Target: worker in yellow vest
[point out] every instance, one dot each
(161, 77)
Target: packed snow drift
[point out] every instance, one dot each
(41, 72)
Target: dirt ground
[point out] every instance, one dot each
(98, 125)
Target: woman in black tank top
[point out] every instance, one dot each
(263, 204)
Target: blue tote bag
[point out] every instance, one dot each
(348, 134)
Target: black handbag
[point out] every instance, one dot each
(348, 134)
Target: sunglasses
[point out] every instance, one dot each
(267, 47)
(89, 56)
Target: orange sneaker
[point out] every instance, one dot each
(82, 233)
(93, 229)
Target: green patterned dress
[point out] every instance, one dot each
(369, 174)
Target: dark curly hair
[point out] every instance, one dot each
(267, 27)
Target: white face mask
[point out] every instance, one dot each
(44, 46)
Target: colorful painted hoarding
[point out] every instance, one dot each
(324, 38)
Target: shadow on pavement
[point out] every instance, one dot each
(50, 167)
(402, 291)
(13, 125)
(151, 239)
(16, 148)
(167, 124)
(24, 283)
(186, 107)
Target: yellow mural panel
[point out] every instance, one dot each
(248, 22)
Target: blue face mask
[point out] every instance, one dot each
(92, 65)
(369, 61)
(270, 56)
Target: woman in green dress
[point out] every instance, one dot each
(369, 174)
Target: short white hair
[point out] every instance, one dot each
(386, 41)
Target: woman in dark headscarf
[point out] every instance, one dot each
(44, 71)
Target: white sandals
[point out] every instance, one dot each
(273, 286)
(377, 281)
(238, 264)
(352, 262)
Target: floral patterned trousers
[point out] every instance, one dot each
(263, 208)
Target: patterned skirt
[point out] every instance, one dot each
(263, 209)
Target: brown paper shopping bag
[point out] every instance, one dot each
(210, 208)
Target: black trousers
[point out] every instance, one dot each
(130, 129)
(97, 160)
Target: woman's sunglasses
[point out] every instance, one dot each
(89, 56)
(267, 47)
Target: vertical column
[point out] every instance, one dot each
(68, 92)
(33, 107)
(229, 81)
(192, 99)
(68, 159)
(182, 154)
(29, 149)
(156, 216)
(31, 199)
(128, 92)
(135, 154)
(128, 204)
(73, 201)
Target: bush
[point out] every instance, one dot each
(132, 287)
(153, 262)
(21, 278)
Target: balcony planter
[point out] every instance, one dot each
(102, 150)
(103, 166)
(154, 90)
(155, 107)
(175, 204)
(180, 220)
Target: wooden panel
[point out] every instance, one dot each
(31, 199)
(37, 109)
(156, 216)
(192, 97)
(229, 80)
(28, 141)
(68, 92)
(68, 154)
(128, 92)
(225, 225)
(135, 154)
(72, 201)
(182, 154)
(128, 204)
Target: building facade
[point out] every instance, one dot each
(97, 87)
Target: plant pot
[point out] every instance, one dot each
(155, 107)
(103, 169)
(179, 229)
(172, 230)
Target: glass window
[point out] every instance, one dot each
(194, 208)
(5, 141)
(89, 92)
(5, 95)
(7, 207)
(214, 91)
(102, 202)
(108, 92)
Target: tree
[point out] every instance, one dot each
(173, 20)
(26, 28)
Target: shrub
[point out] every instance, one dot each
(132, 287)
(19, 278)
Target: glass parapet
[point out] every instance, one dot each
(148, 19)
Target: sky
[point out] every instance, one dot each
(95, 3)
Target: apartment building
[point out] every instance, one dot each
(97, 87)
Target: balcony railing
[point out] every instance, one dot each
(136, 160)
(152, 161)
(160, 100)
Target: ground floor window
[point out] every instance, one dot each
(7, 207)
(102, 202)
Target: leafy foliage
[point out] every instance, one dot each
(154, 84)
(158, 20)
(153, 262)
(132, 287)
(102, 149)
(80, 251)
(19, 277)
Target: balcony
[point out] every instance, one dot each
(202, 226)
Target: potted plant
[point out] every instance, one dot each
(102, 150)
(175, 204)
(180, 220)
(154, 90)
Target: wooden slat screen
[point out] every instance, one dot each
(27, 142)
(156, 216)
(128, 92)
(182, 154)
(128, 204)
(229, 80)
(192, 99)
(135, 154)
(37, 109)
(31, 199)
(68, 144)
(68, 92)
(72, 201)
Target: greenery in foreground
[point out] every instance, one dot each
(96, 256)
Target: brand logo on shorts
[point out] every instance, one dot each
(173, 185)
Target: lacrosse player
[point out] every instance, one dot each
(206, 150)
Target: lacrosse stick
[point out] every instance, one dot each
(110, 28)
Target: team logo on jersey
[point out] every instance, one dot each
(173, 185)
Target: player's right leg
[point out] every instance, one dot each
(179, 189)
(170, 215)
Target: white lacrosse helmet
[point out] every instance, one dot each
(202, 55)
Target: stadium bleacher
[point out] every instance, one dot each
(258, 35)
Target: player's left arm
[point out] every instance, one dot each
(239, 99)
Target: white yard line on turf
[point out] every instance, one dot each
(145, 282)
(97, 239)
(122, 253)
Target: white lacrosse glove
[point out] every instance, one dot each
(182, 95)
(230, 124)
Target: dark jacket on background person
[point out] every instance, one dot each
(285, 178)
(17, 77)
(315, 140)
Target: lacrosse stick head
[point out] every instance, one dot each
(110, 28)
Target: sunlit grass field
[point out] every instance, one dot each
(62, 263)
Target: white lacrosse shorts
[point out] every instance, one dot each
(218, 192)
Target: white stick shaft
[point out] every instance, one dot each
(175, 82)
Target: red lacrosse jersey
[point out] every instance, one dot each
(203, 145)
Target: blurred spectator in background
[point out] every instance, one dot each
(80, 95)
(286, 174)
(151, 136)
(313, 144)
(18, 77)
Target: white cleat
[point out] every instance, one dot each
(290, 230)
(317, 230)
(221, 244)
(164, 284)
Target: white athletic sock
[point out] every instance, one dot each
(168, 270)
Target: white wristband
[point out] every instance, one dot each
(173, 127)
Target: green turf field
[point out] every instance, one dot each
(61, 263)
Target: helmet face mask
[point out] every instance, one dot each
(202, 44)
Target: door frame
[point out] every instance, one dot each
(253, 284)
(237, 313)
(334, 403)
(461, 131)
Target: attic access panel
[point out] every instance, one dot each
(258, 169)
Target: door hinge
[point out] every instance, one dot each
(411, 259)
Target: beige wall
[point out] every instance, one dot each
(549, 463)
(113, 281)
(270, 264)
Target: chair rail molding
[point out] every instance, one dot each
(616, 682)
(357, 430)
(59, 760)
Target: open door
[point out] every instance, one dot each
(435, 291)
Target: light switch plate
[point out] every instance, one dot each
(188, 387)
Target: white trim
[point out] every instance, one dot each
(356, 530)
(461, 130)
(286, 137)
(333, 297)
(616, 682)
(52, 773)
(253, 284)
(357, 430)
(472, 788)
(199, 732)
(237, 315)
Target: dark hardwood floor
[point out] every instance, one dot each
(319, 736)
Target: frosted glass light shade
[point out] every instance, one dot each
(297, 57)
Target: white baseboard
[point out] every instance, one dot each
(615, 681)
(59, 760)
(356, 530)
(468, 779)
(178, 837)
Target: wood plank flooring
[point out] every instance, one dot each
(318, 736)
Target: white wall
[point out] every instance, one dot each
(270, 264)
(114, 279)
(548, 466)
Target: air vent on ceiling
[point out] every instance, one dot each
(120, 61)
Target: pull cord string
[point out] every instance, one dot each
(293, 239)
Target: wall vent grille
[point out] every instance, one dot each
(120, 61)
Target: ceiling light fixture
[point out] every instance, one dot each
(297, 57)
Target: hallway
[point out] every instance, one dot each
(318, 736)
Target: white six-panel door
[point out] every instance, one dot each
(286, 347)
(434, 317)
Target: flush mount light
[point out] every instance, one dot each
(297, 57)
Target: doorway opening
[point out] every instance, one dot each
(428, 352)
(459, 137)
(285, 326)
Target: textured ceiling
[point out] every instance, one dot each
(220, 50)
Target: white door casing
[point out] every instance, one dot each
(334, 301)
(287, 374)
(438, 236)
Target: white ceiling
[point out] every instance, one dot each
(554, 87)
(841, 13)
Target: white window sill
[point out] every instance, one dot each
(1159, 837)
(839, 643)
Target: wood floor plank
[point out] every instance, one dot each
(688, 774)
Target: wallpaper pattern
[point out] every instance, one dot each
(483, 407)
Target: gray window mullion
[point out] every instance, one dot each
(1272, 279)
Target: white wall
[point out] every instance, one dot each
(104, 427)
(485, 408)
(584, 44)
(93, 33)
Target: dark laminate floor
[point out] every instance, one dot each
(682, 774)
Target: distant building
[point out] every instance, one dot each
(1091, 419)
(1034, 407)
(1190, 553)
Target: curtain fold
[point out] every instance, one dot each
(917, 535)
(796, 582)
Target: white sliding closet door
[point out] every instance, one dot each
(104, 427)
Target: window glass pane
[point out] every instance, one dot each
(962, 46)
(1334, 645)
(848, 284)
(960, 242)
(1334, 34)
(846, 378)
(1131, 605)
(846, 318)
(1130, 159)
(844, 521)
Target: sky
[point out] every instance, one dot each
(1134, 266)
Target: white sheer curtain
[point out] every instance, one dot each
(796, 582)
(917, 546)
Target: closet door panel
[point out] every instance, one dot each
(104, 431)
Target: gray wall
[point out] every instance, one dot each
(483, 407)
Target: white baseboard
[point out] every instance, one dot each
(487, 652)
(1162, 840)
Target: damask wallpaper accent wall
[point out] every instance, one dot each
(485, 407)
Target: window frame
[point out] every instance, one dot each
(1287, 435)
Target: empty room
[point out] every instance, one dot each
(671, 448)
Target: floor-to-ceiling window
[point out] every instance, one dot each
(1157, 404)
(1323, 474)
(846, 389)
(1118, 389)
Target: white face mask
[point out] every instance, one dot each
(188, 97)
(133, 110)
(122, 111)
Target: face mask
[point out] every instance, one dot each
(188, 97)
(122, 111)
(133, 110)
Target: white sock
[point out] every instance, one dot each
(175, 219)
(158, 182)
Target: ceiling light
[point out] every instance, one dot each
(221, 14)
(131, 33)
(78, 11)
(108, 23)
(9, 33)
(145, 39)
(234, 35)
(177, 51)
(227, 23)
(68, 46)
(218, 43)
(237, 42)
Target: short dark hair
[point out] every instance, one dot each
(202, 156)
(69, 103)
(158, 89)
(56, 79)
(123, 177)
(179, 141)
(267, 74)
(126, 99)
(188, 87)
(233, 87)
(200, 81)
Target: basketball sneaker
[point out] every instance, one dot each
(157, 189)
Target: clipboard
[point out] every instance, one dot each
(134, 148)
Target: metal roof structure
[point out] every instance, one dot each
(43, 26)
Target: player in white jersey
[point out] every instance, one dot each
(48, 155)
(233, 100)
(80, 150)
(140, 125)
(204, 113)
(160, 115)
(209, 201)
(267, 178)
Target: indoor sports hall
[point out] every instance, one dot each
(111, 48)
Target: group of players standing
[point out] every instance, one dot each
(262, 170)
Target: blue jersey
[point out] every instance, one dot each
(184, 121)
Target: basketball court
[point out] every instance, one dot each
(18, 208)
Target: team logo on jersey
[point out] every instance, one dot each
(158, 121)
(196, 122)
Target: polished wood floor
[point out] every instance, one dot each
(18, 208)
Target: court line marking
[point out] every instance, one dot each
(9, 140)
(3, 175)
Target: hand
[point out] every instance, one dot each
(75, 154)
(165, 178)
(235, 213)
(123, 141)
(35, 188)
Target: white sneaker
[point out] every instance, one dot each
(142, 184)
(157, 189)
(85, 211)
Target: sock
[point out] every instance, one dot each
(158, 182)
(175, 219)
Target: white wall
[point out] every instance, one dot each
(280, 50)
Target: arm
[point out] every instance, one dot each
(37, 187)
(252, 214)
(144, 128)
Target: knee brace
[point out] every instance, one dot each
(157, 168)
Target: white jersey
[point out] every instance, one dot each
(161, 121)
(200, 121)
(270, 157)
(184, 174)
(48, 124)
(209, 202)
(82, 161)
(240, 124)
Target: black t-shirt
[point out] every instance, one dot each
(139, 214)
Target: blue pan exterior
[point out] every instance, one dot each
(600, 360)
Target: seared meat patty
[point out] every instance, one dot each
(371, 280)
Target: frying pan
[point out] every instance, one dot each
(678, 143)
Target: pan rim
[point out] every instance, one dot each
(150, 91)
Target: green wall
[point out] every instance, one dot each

▶ What this task involves: Rewrite the lines, beginning at the line that has "Target: wall vent grille" and stopping after the line that has "(1162, 840)", with "white" changed to "cream" and nothing else altered.

▶ Result:
Target: wall vent grille
[point out] every instance, one dot each
(120, 61)
Target: ceiling light fixture
[point out] every instance, one dot each
(297, 57)
Target: hallway
[point out] every instance, one dot each
(318, 736)
Target: cream six-panel door
[point out] every instance, one dot each
(286, 347)
(434, 317)
Target: flush mount light
[point out] every instance, one dot each
(297, 57)
Target: doorway opening
[point out] every instance, one dot each
(428, 352)
(459, 137)
(285, 326)
Target: textured ceiling
[point out] every instance, one dot each
(220, 50)
Target: cream door casing
[point out] every instance, one dot each
(334, 301)
(287, 374)
(438, 236)
Target: cream ceiling
[point out] every instance, one dot each
(554, 87)
(841, 13)
Target: cream window sill
[point out] every instance, one dot each
(1159, 837)
(839, 643)
Target: wood floor plank
[point out] every instance, one dot each
(688, 774)
Target: wallpaper pattern
[point out] every instance, one dot each
(483, 407)
Target: gray window mullion
[point out] every instance, one dot each
(1272, 279)
Target: cream wall
[point out] every instance, one dot each
(104, 427)
(485, 408)
(584, 44)
(93, 33)
Target: dark laminate floor
[point out] every instance, one dot each
(682, 774)
Target: distant building
[point out] every instance, one dot each
(1091, 419)
(1034, 407)
(1190, 553)
Target: curtain fold
[point out] every instance, one dot each
(917, 535)
(796, 582)
Target: cream sliding closet door
[point out] every instance, one dot each
(104, 427)
Target: window glass pane
[point out] every instance, one dot each
(962, 46)
(1334, 645)
(848, 284)
(960, 242)
(1334, 34)
(846, 378)
(1131, 605)
(846, 318)
(1130, 159)
(844, 521)
Target: sky
[point out] every instance, one dot each
(1134, 266)
Target: cream sheer curtain
[point out] every instance, one dot each
(796, 582)
(917, 546)
Target: closet door panel
[point out] every instance, one dot each
(104, 431)
Target: gray wall
[point out] every instance, one dot each
(483, 407)
Target: cream baseboard
[point out] every instance, one dot each
(487, 652)
(1162, 840)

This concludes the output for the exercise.